* **Условия заданий**:
A - Сжато перескажите абзац текста о «Белой гвардии», который начинается словами «К „На пиру богов“ восходит». Основные факты должны сохраниться.
B - Продолжите текст о «Белой гвардии», начиная после его последней фразы.

* **Исходный текст**:
================
Булгаков в том варианте окончания "Белой гвардии", который не был опубликован из-за закрытия журнала "Россия", вложил похожие слова в уста "несимпатичного" Василисы: "Нет, знаете ли, с такими свиньями никаких революций производить нельзя...", причем сам Василиса, вожделеющий к молочнице Явдохе, в мыслях готов зарезать свою нелюбимую жену Ванду. Он как бы уподобляется народу по уровню сознания, но не из-за голода, а из-за таких же, как у "мужичков-богоносцев", низменных стремлений.

К "На пиру богов" восходит в "Белой гвардии" и молитва Елены о выздоровлении Алексея Турбина. Б. передает следующий рассказ: "Перед самым октябрьским переворотом мне пришлось слышать признание одного близкого мне человека. Он рассказывал с величайшим волнением и умилением, как у него во время горячей молитвы перед явленным образом Богоматери на сердце вдруг совершенно явственно прозвучало: Россия спасена. Как, что, почему? Он не знает, но изменить этой минуте, усомниться в ней значило бы для него позабыть самое заветное и достоверное. Вот и выходит, если только не сочинил мой приятель, что бояться за Россию в последнем и единственно важном, окончательном смысле нам не следует, ибо Россия спасена Богородичною силою".

Молитва Елены у Булгакова, обращенная к иконе Богоматери, также возымела действие - брат Алексей с Божьей помощью одолел болезнь: "Когда огонек созрел, затеплился, венчик над смуглым лицом Богоматери превратился в золотой, глаза ее стали приветливыми. Голова, наклоненная набок, глядела на Елену...



Елена с колен исподлобья смотрела на зубчатый венец над почерневшим ликом с ясными глазами и, протягивая руки, говорила шепотом:

- Слишком много горя сразу посылаешь, Мать-заступница. Так в один год и кончаешь семью. За что?.. На тебя одна надежда, Пречистая Дева. На тебя. Умоли Сына своего, умоли Господа Бога, чтоб послал чудо...
================
* **Перечень данных**:
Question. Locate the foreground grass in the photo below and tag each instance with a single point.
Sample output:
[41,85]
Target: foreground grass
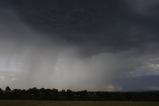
[75,103]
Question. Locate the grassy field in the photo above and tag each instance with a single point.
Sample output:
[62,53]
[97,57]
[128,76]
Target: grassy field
[75,103]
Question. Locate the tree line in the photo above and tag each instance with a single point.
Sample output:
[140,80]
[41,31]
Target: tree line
[55,94]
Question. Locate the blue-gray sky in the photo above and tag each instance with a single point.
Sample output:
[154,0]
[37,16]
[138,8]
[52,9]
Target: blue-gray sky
[80,44]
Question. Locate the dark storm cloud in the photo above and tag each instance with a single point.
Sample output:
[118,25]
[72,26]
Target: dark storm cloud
[104,23]
[79,44]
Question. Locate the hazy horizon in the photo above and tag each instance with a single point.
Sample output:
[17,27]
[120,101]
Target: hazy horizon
[79,44]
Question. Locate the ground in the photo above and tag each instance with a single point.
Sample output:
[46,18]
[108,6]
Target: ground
[75,103]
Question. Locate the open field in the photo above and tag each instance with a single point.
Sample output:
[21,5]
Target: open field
[75,103]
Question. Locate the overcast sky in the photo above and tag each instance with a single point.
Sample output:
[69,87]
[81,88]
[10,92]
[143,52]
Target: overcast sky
[80,44]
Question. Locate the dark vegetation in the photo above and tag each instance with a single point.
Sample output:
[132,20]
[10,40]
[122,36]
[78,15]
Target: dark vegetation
[54,94]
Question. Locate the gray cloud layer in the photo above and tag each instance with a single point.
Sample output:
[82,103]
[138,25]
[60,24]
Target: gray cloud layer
[95,45]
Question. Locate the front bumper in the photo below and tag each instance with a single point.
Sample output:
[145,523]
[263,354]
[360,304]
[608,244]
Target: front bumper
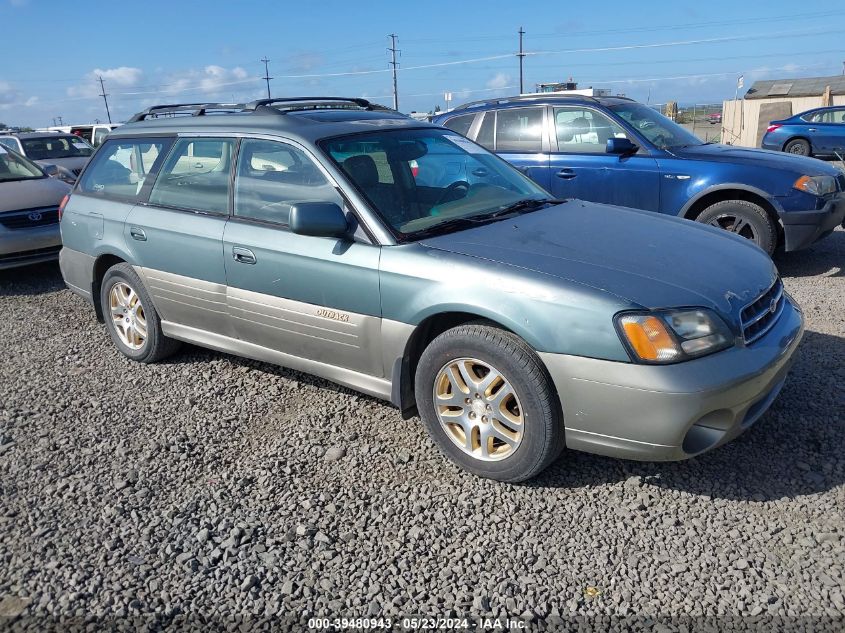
[672,412]
[803,228]
[21,247]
================
* **Ответы по порядку**:
A - Молитва Елены о выздоровлении Алексея Турбина в «Белой гвардии» восходит к «На пиру богов». Там Б. приводит рассказ близкого ему человека. Незадолго до октябрьского переворота тот горячо молился перед явленным образом Богоматери и вдруг ясно услышал в сердце: «Россия спасена». Объяснить этого он не мог, но усомниться в той минуте значило бы для него забыть самое заветное. Отсюда вывод: за Россию в окончательном смысле бояться не следует, ибо она спасена Богородичною силою.

B -
Шепот Елены стал страстным, она сбивалась в словах, но речь ее была непрерывна, шла потоком... Совершенно неслышным пришел тот, к кому через заступничество смуглой девы взывала Елена. Он появился рядом у развороченной гробницы, совершенно воскресший, и благостный, и босой. Грудь Елены очень расширилась, на щеках выступили пятна, глаза наполнились светом, переполнились сухим бесслезным плачем. Она лбом и щекой прижалась к полу, потом, всей душой вытягиваясь, стремилась к огоньку, не чувствуя уже жестокого пола под коленями. Огонек разбух, темное лицо, врезанное в венец, явно оживало, и глаза выманивали у Елены все новые и новые слова. Совершенная тишина молчала за дверями и за окнами, день темнел страшно быстро, и еще раз возникло видение - стеклянный свет небесного купола, какие-то невиданные, красно-желтые песчаные глыбы, масличные деревья, черной вековой тишью и холодом повеял в сердце собор.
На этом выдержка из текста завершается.